News - 31.05.2012

Egypte : Requiem pour une révolution ?

Le verdict des urnes égyptiennes sonne à première vue comme une fin de partie pour la révolution. Dix huit mois après le 25 Janvier, c’est en effet à un remake du film « Moubarak et ses frères », dont ils avaient été gavés durant trente deux ans, que les citoyens égyptiens auront droit en guise de second tour. Un film au partage des rôles parfaitement réglé. Au premier, et à l’appareil militaire derrière lui, la réalité du pouvoir, surtout économique d’ailleurs. Car on ne comprendrait pas la réalité de l’Egypte si l’on oubliait le rôle économique de premier plan qu’y joue l’armée : près de 30% de l’appareil de production est contrôlée par elle, sans même évoquer les commissions générées par des marchés d’armements, dont elles sont devenues le principal objet depuis la neutralisation militaire du pays à Camp David. Aux seconds, un magistère moral et caritatif dans une société abandonnée à elle-même. Une société où les Frères Musulmans se sont peu à peu substitués à l’état – avec sa bénédiction – dans chacune des fonctions que celui-ci désertait, l’éducation et la santé en premier lieu. Usant de fonds en provenance d’ailleurs, ils ont pris sur eux de maintenir les pauvres – l’écrasante majorité de la population égyptienne ! - dans un état de misère « supportable », en leur apportant les services minimaux que l’état et les collectivités ont cessé de prendre en charge. En s’assurant ainsi une reconnaissance et une dépendance qui s’étendent jusqu’au champ politique.

Jusqu’à la révolution, ce face à face semblait arranger tout de monde, et en premier lieu les deux protagonistes. Mais il convenait surtout à Israël et aux USA, en ce qu’il préservait un semblant de stabilité au pays tout en gelant son rôle politique dans la région. La révolution avait donné le sentiment de mettre un terme à cet équilibre, dont les deux acteurs principaux paraissaient  – les Frères ne s’étant ralliés que tardivement au mouvement – avoir été durablement mis hors-jeu.

*Jeu de données*:
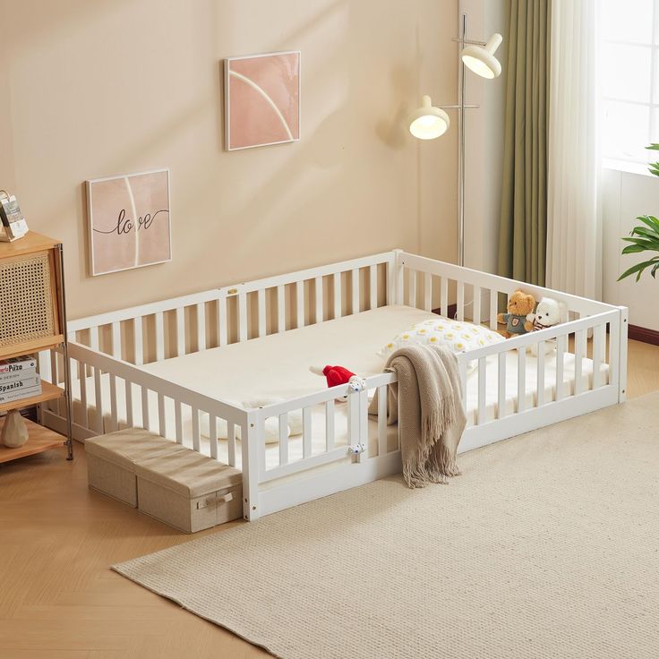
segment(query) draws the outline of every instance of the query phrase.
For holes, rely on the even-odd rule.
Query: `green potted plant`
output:
[[[659,144],[650,144],[646,147],[653,151],[659,151]],[[659,162],[650,163],[648,167],[650,174],[659,176]],[[630,237],[622,238],[622,240],[630,243],[623,250],[623,254],[636,254],[641,252],[659,252],[659,219],[654,215],[639,215],[637,219],[643,222],[643,226],[634,227],[631,230]],[[656,271],[659,270],[659,253],[653,256],[647,261],[637,263],[629,270],[626,270],[619,278],[618,281],[624,279],[629,275],[636,274],[636,280],[641,278],[641,275],[646,268],[652,268],[650,274],[655,278]]]

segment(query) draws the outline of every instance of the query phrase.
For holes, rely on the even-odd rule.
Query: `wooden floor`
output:
[[[655,389],[659,347],[630,341],[629,396]],[[191,536],[90,491],[75,448],[0,465],[0,657],[267,656],[108,569]]]

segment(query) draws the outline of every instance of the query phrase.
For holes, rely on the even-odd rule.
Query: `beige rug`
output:
[[[115,566],[287,658],[659,656],[659,392]]]

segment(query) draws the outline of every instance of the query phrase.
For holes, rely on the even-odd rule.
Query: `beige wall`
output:
[[[0,188],[65,244],[76,318],[392,247],[453,260],[454,0],[0,0]],[[8,38],[8,39],[7,39]],[[222,150],[220,61],[302,51],[302,140]],[[455,124],[454,124],[455,125]],[[171,263],[91,278],[85,179],[169,167]]]

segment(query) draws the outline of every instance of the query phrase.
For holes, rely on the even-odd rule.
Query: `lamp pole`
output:
[[[465,63],[459,56],[466,39],[466,14],[462,14],[458,56],[458,265],[465,265]]]

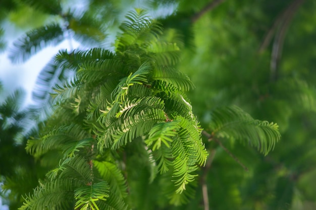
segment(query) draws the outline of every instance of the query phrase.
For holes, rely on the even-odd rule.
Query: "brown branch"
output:
[[[273,43],[270,62],[271,80],[273,82],[277,80],[278,78],[278,64],[282,54],[286,31],[294,14],[303,2],[304,0],[295,0],[290,5],[285,11],[283,22],[281,24],[282,25],[276,33]]]
[[[203,169],[203,174],[201,177],[200,183],[202,184],[202,195],[203,196],[203,203],[204,204],[204,210],[209,210],[209,202],[208,202],[208,193],[207,192],[207,185],[206,184],[206,176],[208,170],[210,168],[212,163],[215,157],[216,151],[213,150],[210,152],[210,154],[206,161],[205,167]]]
[[[200,19],[201,17],[203,16],[204,14],[206,13],[207,12],[213,10],[215,7],[218,6],[220,4],[224,2],[225,0],[214,0],[209,4],[206,5],[204,8],[203,8],[200,11],[195,13],[194,15],[191,19],[191,21],[192,23],[195,23],[198,19]]]
[[[244,169],[245,169],[245,170],[246,171],[248,171],[248,168],[247,168],[247,167],[246,167],[246,166],[245,166],[242,163],[241,163],[240,162],[240,161],[235,156],[234,156],[232,153],[231,153],[230,151],[229,150],[228,150],[228,149],[227,148],[226,148],[223,145],[223,144],[222,144],[222,142],[221,142],[220,141],[219,141],[219,139],[217,139],[216,138],[215,138],[214,141],[215,142],[216,142],[216,143],[217,144],[218,144],[219,145],[220,145],[221,146],[221,147],[222,147],[223,149],[224,149],[224,150],[225,151],[225,152],[226,152],[227,153],[228,153],[228,155],[229,155],[230,156],[230,157],[233,158],[234,159],[234,160],[235,160],[235,161],[236,162],[237,162],[239,165],[240,165],[240,166],[241,166],[241,167],[243,167],[244,168]]]
[[[259,53],[262,53],[265,49],[267,48],[268,46],[269,45],[271,40],[272,40],[272,38],[273,37],[273,34],[275,33],[276,30],[278,27],[280,27],[280,25],[282,24],[282,23],[284,21],[286,17],[288,16],[289,13],[290,13],[290,11],[293,10],[293,6],[295,6],[296,5],[295,2],[300,1],[294,1],[293,3],[291,4],[287,8],[286,8],[283,12],[282,12],[278,18],[274,22],[273,25],[270,28],[268,32],[267,33],[267,35],[265,37],[265,39],[264,39],[264,41],[259,49]],[[298,6],[296,6],[298,7]],[[295,7],[294,7],[295,8]]]
[[[241,163],[240,161],[236,156],[235,156],[232,153],[231,153],[230,151],[228,150],[228,149],[226,148],[223,145],[223,144],[222,144],[222,142],[221,142],[220,141],[219,141],[219,139],[217,138],[215,138],[214,137],[214,136],[213,134],[210,134],[204,130],[203,130],[202,131],[202,134],[203,134],[204,136],[205,136],[207,138],[208,138],[208,142],[210,142],[212,140],[214,140],[214,141],[215,141],[217,144],[218,144],[219,145],[221,146],[221,148],[224,149],[225,152],[227,153],[228,155],[230,156],[230,157],[233,158],[236,162],[237,162],[240,166],[241,166],[241,167],[242,167],[246,171],[248,171],[248,168],[247,168],[246,166],[245,166],[242,163]]]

*Consigne 1*:
D'après l'article sur l'Égypte, quelle part de l'appareil de production l'armée contrôle-t-elle ?
*Consigne 2*:
Dans l'article sur l'Égypte, reprenez le passage qui commence par « Jusqu’à la révolution, ce » et s'arrête après « durablement mis hors-jeu. », en renommant « Israël » en « la Jordanie ».
*Consigne 3*:
Poursuivez l'article sur l'Égypte là où il s'arrête.
La liste n'a aucun rôle ici.

*Réponse 1*:
Près de 30 %.

*Réponse 2*:
Jusqu’à la révolution, ce face à face semblait arranger tout de monde, et en premier lieu les deux protagonistes. Mais il convenait surtout à la Jordanie et aux USA, en ce qu’il préservait un semblant de stabilité au pays tout en gelant son rôle politique dans la région. La révolution avait donné le sentiment de mettre un terme à cet équilibre, dont les deux acteurs principaux paraissaient  – les Frères ne s’étant ralliés que tardivement au mouvement – avoir été durablement mis hors-jeu.

*Réponse 3*:
Mais c’était compter sans les pesanteurs sociologiques et le besoin d’ordre et de sécurité. Comme en Tunisie, passée l’euphorie des premiers moments, le peuple a été renvoyé à la dure réalité de sa vie quotidienne. Comme en Tunisie, la nature a prouvé son horreur du vide, de ce vide que l’absence de l’état génère, avec son cortège d’insécurité, de dépassements de la part des uns et des autres, de désertion des instances de régulation. Avec son florilège de misères sociales, d’emplois qui se désagrègent au rythme des désinvestissements, et de prix qui flambent au rythme des chutes de production.

Du fait de son caractère spontané et inorganisé, et de l’incapacité qui en est résultée à mettre en place l’ordre nouveau qu’elle était censée porter, la révolution égyptienne – tout comme son aînée tunisienne – n’a pu répondre aux besoins critiques de sa population en matière de sécurité et de stabilisation économique. Et ceux-ci n’ont donc pu s’exprimer que par le retour/recours aux figures de l’ordre ancien.  La puissance de l’appareil de la confrérie d’une part et celle des réseaux toujours vivaces du PND d’autre part ont fait le reste.

Pour autant, s’agit-il d’une contre-révolution ? L’histoire récente nous invite à davantage de circonspection. Souvenons-nous que la chute du mur de Berlin a été suivie, à partir de 1992, d’un retour au pouvoir par les urnes des anciens  partis communistes en Lituanie, en Pologne, en Hongrie et en Bulgarie. Sans que cela se traduise par un retour à l’ordre ancien. Comme en Egypte ou en Tunisie, il n’y avait pas eu dans ces pays de génération spontanée de nouvelles élites politiques, et celles qui avaient déjà servi ont donc été les seules à même de servir à nouveau pour assurer la transition. Et comme en Europe de l’Est, on peut donc espérer que le personnel politique ancien ne servira que de passeur vers le nouvel ordre égyptien dont il ne peut empêcher l’avènement.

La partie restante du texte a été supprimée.